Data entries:
★ ★ ★ ★ ★ ★ ★

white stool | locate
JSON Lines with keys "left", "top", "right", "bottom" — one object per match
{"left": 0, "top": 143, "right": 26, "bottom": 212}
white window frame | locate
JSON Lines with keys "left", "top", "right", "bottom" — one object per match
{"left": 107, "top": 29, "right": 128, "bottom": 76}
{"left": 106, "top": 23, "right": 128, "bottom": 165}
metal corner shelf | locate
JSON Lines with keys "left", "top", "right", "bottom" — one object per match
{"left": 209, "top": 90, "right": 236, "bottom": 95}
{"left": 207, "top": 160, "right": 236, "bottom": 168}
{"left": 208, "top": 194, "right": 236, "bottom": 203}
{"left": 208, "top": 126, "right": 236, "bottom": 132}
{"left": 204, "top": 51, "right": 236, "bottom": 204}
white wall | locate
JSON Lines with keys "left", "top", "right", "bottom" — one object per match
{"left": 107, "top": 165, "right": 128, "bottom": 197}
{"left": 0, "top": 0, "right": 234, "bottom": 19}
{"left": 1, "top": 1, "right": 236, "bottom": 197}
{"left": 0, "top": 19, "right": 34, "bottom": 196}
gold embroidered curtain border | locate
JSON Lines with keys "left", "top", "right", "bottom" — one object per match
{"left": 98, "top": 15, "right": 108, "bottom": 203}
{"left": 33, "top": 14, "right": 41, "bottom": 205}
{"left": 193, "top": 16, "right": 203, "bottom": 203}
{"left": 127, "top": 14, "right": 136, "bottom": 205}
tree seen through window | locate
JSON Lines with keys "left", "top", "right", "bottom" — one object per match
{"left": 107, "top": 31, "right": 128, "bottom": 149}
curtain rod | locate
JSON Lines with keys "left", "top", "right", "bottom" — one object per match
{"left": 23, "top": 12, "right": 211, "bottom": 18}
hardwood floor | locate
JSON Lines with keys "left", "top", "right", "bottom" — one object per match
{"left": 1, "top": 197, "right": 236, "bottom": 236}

★ ★ ★ ★ ★ ★ ★

EXERCISE PROMPT:
Print all of the entries exactly, leaving nothing out.

ANSWER TO THE PROBLEM:
white stool | locate
JSON Lines with keys "left", "top", "right", "bottom" — one object per match
{"left": 0, "top": 143, "right": 26, "bottom": 212}
white window frame | locate
JSON Lines with keys "left", "top", "right", "bottom" — one object per match
{"left": 107, "top": 29, "right": 128, "bottom": 76}
{"left": 106, "top": 23, "right": 128, "bottom": 165}
metal corner shelf | locate
JSON Lines with keys "left", "top", "right", "bottom" — one object per match
{"left": 209, "top": 90, "right": 236, "bottom": 95}
{"left": 207, "top": 160, "right": 236, "bottom": 168}
{"left": 208, "top": 194, "right": 236, "bottom": 203}
{"left": 208, "top": 126, "right": 236, "bottom": 132}
{"left": 204, "top": 51, "right": 236, "bottom": 204}
white wall | locate
JSON Lines with keys "left", "top", "right", "bottom" — one object per match
{"left": 107, "top": 165, "right": 128, "bottom": 197}
{"left": 0, "top": 0, "right": 234, "bottom": 19}
{"left": 1, "top": 1, "right": 236, "bottom": 197}
{"left": 0, "top": 19, "right": 34, "bottom": 196}
gold embroidered curtain border | locate
JSON Lines with keys "left", "top", "right", "bottom" — one object per match
{"left": 98, "top": 15, "right": 108, "bottom": 203}
{"left": 33, "top": 14, "right": 41, "bottom": 205}
{"left": 193, "top": 16, "right": 203, "bottom": 203}
{"left": 127, "top": 14, "right": 136, "bottom": 205}
tree seen through window | locate
JSON Lines with keys "left", "top", "right", "bottom" — one object per match
{"left": 107, "top": 31, "right": 128, "bottom": 149}
curtain rod | locate
JSON Lines with keys "left", "top", "right", "bottom" — one object per match
{"left": 23, "top": 12, "right": 211, "bottom": 18}
hardwood floor | locate
JSON Lines with keys "left", "top", "right", "bottom" — one object per match
{"left": 1, "top": 197, "right": 236, "bottom": 236}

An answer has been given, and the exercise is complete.